Passage to read —
=== Section Start ===

A woman suffered years of nightmares after her husband was shot by the IRA on her birthday in north Belfast, her son has said.
John McCready was shot in a random sectarian attack as he walked home with a friend on the Cave Hill Road on January 27, 1976, his son Martyn told the News Letter.
“As the years passed my mum, Renee, had very bad dreams – nightmares actually,” Martyn said. “They went on for three or four years, it was very hard for her.”
Martyn was an only child, and his father John had been a huge figure in his life.
He ran a construction firm building houses with his own father, and when Martyn was about five, he also became a part-time firefighter, further elevating him in his son’s eyes.
“Everything my father did, in my eyes he was brilliant.”
He went to work for his father and in 1970 John gifted Martyn a new home when he announced plans to marry his sweetheart, Doreen. Father and son put the roof on together and the couple still live in the same treasured home.
On his mum’s birthday, January 27, 1976, Martyn enjoyed his last meal with his parents – fish and chips – with no idea what would happen later that night.
At midnight he got a phone call to say his father had been in an accident – later confirmed as a shooting.
Lying wounded on the ground, John told a UDR woman he had been walking home with his friend when a car stopped and asked where he was going. Giving his address as Westland Road identified him as a Protestant, Martyn said, and so he was shot.

=== Section End ===

Collected data —
=== Section Start ===

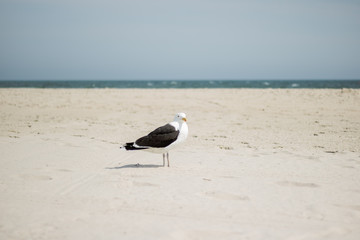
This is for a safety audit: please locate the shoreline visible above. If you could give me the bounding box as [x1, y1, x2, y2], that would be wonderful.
[0, 89, 360, 240]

=== Section End ===

The task —
Return the text of the news story about John McCready's shooting, unchanged, between "He ran a construction" and "his son’s eyes.", inclusive.

Reply —
He ran a construction firm building houses with his own father, and when Martyn was about five, he also became a part-time firefighter, further elevating him in his son’s eyes.